Problems
1) Condense the paragraph of the forum thread that begins "You can't reasonably ask all programmers" into a single shorter sentence that keeps its main facts.
2) Locate every line among the rows that contains the string "balcony", treating case as significant, and copy each such line.

Text section

This is really quite unacceptable in a modern programming
language; it is as bad as not checking array reads for out-of-bounds
indices.  

Google for "uninitialized security" to find numerous instances
of security violations and unreliability problems caused by the
use of uninitialized variables, and numerous security advisories
warning of problems caused by the (perhaps inadvertent) use
of uninitialized variables.

You can't design a programming language today under the naive
assumption that code in that language won't be used in highly
critical applications or won't be under adversarial attack.

You can't reasonably ask all programmers to properly initialize 
their allocated storage manually any more than you can ask them 
to test all indices before accessing an array manually; these are
things that a high-level language should do for you. 

The default non-initialization of allocated storage is a 
mis-feature that should absolutely be fixed.

There is no efficiency argument here in favor of uninitialized storage
that can outweigh the security and reliability disadvantages...

Cheers,
Ron Rivest

Mauro

unread,
Nov 24, 2014, 3:48:05 AM11/24/14
to julia...@googlegroups.com
Pointer types will initialise to undef and any operation on them fails:
julia> a = Array(ASCIIString, 5);

julia> a[1]
ERROR: access to undefined reference
in getindex at array.jl:246

But you're right, for bits-types this is not an error an will just
return whatever was there before. I think the reason this will stay
that way is that Julia is a numerics oriented language. Thus you many
wanna create a 1GB array of Float64 and then fill it with something as
opposed to first fill it with zeros and then fill it with something.
See:

julia> @time b = Array(Float64, 10^9);
elapsed time: 0.029523638 seconds (8000000144 bytes allocated)

julia> @time c = zeros(Float64, 10^9);
elapsed time: 0.835062841 seconds (8000000168 bytes allocated)

Pointing entries for named objects:
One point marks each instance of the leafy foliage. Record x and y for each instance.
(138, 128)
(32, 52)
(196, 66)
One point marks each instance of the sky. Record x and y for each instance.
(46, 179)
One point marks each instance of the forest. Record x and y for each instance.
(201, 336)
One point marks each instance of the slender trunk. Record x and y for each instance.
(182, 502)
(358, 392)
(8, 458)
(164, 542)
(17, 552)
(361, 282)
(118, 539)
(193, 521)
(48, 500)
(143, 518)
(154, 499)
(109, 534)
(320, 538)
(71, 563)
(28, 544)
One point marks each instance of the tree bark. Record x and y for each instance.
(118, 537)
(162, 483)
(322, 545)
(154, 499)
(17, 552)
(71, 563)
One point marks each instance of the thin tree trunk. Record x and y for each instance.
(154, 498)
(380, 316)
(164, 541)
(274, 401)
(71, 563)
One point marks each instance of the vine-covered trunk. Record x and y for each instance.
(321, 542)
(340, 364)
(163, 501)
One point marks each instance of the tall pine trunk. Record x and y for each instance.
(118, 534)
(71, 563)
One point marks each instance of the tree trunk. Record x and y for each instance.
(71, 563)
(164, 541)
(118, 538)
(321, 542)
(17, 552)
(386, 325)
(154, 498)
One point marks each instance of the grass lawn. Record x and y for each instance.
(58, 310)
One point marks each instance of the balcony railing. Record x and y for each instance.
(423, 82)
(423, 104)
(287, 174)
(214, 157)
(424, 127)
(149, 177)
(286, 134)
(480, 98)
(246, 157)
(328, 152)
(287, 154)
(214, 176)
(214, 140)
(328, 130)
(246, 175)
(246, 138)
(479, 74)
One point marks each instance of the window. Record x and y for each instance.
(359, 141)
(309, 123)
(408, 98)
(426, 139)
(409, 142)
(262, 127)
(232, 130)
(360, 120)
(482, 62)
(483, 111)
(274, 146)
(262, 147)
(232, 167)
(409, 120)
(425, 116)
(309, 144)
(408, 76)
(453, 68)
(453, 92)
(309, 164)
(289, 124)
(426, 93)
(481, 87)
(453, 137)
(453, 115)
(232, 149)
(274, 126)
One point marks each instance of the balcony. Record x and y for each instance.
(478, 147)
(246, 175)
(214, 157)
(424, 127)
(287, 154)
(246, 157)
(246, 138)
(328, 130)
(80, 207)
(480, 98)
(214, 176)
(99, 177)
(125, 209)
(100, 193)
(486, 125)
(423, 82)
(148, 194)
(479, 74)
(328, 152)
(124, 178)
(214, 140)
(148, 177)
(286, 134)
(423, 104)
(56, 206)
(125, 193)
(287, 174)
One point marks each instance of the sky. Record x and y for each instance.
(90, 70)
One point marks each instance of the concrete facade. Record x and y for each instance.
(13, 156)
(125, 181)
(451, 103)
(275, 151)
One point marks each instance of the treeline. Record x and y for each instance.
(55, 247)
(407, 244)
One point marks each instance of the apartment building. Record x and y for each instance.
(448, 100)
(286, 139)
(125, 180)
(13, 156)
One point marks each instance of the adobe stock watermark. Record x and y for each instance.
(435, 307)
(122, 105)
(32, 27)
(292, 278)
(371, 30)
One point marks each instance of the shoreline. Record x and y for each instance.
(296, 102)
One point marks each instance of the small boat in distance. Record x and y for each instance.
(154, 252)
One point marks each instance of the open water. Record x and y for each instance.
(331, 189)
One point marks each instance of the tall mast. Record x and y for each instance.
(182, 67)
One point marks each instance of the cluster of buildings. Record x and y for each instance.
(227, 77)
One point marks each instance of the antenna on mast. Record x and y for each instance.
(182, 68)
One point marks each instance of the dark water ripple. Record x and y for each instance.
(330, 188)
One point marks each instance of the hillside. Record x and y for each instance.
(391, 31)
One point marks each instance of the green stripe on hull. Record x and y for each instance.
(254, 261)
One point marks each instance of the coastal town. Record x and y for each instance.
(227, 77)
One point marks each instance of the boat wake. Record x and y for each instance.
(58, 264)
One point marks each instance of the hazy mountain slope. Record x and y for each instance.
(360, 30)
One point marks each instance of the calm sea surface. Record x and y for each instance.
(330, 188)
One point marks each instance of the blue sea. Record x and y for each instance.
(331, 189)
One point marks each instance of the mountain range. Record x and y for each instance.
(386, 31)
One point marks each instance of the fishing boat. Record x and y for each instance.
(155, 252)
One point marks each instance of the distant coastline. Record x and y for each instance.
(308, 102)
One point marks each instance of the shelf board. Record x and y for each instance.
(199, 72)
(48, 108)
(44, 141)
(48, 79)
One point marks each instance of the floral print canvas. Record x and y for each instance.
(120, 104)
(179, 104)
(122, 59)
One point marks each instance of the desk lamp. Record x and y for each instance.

Solutions to each task
1) Programmers cannot reasonably be expected to initialize allocated storage manually, any more than to test every index manually before accessing an array; a high-level language should do both for them.

2)
One point marks each instance of the balcony railing. Record x and y for each instance.
One point marks each instance of the balcony. Record x and y for each instance.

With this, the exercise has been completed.